TO DO: Can you put each line of the records below into a JSON list of strings, one string per line, with blank lines skipped and the pictures left out?

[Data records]

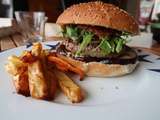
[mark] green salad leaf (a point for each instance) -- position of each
(105, 46)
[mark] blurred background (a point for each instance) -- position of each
(144, 11)
(54, 7)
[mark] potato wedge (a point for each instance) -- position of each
(65, 66)
(18, 70)
(42, 83)
(69, 88)
(21, 84)
(37, 82)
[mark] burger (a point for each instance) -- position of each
(96, 35)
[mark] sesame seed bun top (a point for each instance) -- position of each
(99, 14)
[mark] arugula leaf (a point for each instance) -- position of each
(87, 37)
(105, 46)
(119, 45)
(71, 32)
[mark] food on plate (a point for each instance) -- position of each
(38, 73)
(18, 69)
(96, 35)
(70, 89)
(65, 66)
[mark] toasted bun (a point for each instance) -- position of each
(99, 14)
(98, 69)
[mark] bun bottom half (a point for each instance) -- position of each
(98, 69)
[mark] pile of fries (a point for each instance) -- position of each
(39, 73)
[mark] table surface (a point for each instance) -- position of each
(16, 40)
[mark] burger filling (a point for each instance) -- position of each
(93, 43)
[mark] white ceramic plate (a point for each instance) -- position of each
(132, 97)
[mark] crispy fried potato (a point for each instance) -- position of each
(42, 84)
(15, 65)
(65, 66)
(74, 63)
(21, 84)
(18, 70)
(37, 82)
(36, 49)
(52, 84)
(70, 89)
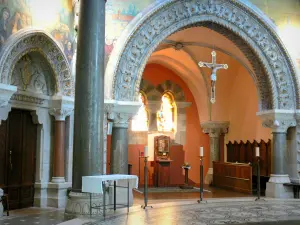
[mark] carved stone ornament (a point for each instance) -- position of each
(246, 26)
(33, 40)
(60, 114)
(278, 120)
(215, 128)
(6, 91)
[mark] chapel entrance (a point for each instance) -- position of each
(18, 135)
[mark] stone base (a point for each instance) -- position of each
(209, 176)
(1, 206)
(276, 189)
(57, 194)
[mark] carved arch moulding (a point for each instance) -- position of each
(34, 40)
(276, 78)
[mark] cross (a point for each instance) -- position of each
(215, 67)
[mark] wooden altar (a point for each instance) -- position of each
(162, 173)
(236, 176)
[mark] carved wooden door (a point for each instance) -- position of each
(18, 137)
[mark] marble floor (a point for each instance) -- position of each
(215, 211)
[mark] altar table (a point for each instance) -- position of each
(97, 185)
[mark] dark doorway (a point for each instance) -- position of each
(18, 137)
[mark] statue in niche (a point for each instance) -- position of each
(140, 121)
(165, 117)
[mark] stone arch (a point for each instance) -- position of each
(251, 30)
(33, 40)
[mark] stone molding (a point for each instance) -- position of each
(278, 120)
(277, 83)
(6, 91)
(120, 111)
(35, 40)
(215, 128)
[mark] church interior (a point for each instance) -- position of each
(130, 111)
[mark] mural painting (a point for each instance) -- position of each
(56, 18)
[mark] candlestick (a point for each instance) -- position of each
(201, 151)
(257, 151)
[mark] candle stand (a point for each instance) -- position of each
(201, 181)
(146, 184)
(258, 180)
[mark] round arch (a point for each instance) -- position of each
(34, 40)
(244, 24)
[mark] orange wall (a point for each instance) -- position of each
(156, 74)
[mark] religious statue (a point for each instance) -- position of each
(215, 67)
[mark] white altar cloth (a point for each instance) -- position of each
(93, 184)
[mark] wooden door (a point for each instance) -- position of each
(18, 134)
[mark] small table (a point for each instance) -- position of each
(96, 185)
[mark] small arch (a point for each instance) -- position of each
(34, 40)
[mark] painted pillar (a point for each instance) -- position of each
(89, 92)
(214, 129)
(119, 144)
(59, 144)
(279, 121)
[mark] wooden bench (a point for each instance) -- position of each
(296, 188)
(4, 199)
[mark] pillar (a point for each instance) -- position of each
(119, 144)
(278, 121)
(57, 188)
(214, 129)
(89, 103)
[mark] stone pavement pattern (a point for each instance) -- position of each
(211, 213)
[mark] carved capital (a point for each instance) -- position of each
(215, 128)
(278, 120)
(60, 114)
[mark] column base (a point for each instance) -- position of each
(209, 176)
(57, 194)
(276, 189)
(58, 180)
(40, 195)
(1, 205)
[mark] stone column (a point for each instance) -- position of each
(278, 121)
(89, 103)
(59, 144)
(214, 129)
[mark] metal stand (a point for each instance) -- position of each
(201, 181)
(146, 184)
(258, 180)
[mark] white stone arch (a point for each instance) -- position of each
(35, 40)
(244, 24)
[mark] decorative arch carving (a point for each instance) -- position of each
(33, 40)
(277, 82)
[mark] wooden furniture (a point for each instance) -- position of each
(18, 138)
(162, 161)
(235, 176)
(296, 188)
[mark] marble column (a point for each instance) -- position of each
(59, 144)
(89, 103)
(278, 121)
(214, 129)
(119, 144)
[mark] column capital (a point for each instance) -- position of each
(215, 128)
(60, 114)
(278, 120)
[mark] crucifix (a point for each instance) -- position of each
(213, 77)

THE SOLUTION:
[
  "[mark] green salad leaf (a point for each instance) -- position of each",
  "(105, 46)",
  "[mark] blurred background (a point for each instance) -- position of each",
  "(144, 11)",
  "(54, 7)",
  "[mark] potato wedge (a point for each instance) -- position of each",
  "(65, 66)",
  "(18, 70)",
  "(42, 83)",
  "(69, 88)",
  "(21, 84)",
  "(37, 82)",
  "[mark] burger (a point for each instance) -- position of each",
  "(96, 35)",
  "[mark] sesame seed bun top (a point for each instance) -- position of each",
  "(99, 14)",
  "[mark] arugula leaf (a point for each instance) -- position of each",
  "(87, 37)",
  "(105, 46)",
  "(119, 45)",
  "(71, 32)",
  "[mark] food on plate (a point for each instance) -- position of each",
  "(38, 73)",
  "(18, 69)",
  "(96, 35)",
  "(70, 89)",
  "(65, 66)",
  "[mark] toasted bun (a point for each instance) -- position of each",
  "(99, 14)",
  "(98, 69)",
  "[mark] bun bottom half (a point for each instance) -- position of each",
  "(98, 69)",
  "[mark] pile of fries (a point for each instance) -- position of each",
  "(39, 73)",
  "[mark] table surface (a point for each instance) -- position of each",
  "(16, 40)",
  "[mark] burger filling (a point for each instance) -- position of each",
  "(93, 43)",
  "[mark] white ceramic plate (a point for each instance) -- position of each",
  "(132, 97)",
  "[mark] crispy fried potato (a point for each instance) -- position of each",
  "(42, 84)",
  "(15, 65)",
  "(65, 66)",
  "(74, 63)",
  "(21, 84)",
  "(18, 70)",
  "(37, 82)",
  "(36, 49)",
  "(52, 84)",
  "(70, 89)",
  "[mark] carved stone ornament (a point for each instance) -- position of each",
  "(246, 26)",
  "(33, 40)",
  "(60, 114)",
  "(278, 120)",
  "(215, 128)",
  "(6, 91)",
  "[mark] chapel entrance (a point for each instance) -- position of each",
  "(18, 135)",
  "[mark] stone base (a point for each instance) -- position of each",
  "(209, 176)",
  "(1, 206)",
  "(276, 189)",
  "(57, 194)",
  "[mark] carved arch moulding (a point for each instance) -- position of each",
  "(34, 40)",
  "(276, 78)",
  "[mark] cross (a point for each instance) -- position of each",
  "(215, 67)",
  "[mark] wooden altar (a point for each instance) -- position of each",
  "(162, 173)",
  "(236, 176)",
  "[mark] carved wooden door (a point for each instance) -- position of each",
  "(18, 137)",
  "[mark] marble floor (a point for each instance) -- position of each",
  "(215, 211)",
  "[mark] altar table (a point for each instance) -- position of each",
  "(97, 185)",
  "[mark] dark doorway (a point for each instance) -- position of each",
  "(18, 137)",
  "[mark] statue in niche (a point for each instance) -- position of each",
  "(140, 121)",
  "(165, 117)",
  "[mark] stone arch (a point for each instance) -- position of each",
  "(251, 30)",
  "(33, 40)",
  "[mark] stone molding (a point for each instance) -- position of each",
  "(278, 120)",
  "(277, 83)",
  "(6, 91)",
  "(120, 111)",
  "(35, 40)",
  "(215, 128)",
  "[mark] church interior (a point for each instance) -- position of each",
  "(130, 111)",
  "[mark] mural painting (a point for each instance) -- position of each",
  "(56, 18)",
  "[mark] candlestick (a point for each instance) -- position of each",
  "(201, 151)",
  "(257, 151)",
  "[mark] candle stand (a point for each instance) -- position of each",
  "(201, 181)",
  "(146, 184)",
  "(258, 180)",
  "[mark] round arch (a point for each instance) -- position of each",
  "(34, 40)",
  "(244, 24)",
  "[mark] orange wall (a point for each instance) -- position of each",
  "(156, 74)",
  "[mark] religious statue (a point for each instance) -- position of each",
  "(215, 67)",
  "[mark] white altar cloth (a point for each instance) -- position of each",
  "(93, 184)",
  "[mark] wooden door (a point for each instance) -- position of each",
  "(18, 134)",
  "[mark] small table (a point for each instance) -- position of each",
  "(96, 185)",
  "[mark] small arch (a point for each instance) -- position of each",
  "(34, 40)",
  "[mark] painted pillar (a point for each instance) -- position of each",
  "(89, 92)",
  "(214, 129)",
  "(119, 144)",
  "(59, 144)",
  "(279, 121)",
  "[mark] wooden bench (a point for each instance) -- position of each",
  "(296, 188)",
  "(4, 199)",
  "[mark] pillar (a point for each instance) -- position of each",
  "(119, 144)",
  "(278, 121)",
  "(57, 188)",
  "(214, 129)",
  "(89, 103)",
  "[mark] stone pavement pattern (a point for each instance) -- position of each",
  "(211, 213)",
  "[mark] carved capital (a point for each instance) -- position of each",
  "(215, 128)",
  "(278, 120)",
  "(60, 114)",
  "[mark] column base (a point for each instance) -- position of each",
  "(209, 176)",
  "(57, 194)",
  "(276, 189)",
  "(58, 180)",
  "(40, 195)",
  "(1, 205)",
  "[mark] stone column (a point for each instance) -- position of each",
  "(278, 121)",
  "(89, 103)",
  "(59, 144)",
  "(214, 129)",
  "[mark] metal stand (a point for each instance) -- position of each",
  "(201, 181)",
  "(146, 184)",
  "(258, 180)",
  "[mark] white stone arch (a point for each instance) -- position of each",
  "(35, 40)",
  "(244, 24)",
  "[mark] decorative arch carving (a point for each instance) -- position of each",
  "(33, 40)",
  "(277, 82)",
  "[mark] wooden furniture (a point for each instance) -- position of each",
  "(18, 138)",
  "(162, 161)",
  "(235, 176)",
  "(296, 188)",
  "[mark] marble column (a point for each instance) -- position of each",
  "(59, 144)",
  "(89, 103)",
  "(278, 121)",
  "(214, 129)",
  "(119, 144)",
  "[mark] column capital (a point for each instance) -- position of each",
  "(215, 128)",
  "(60, 114)",
  "(278, 120)",
  "[mark] crucifix (a point for each instance) -- position of each",
  "(213, 77)"
]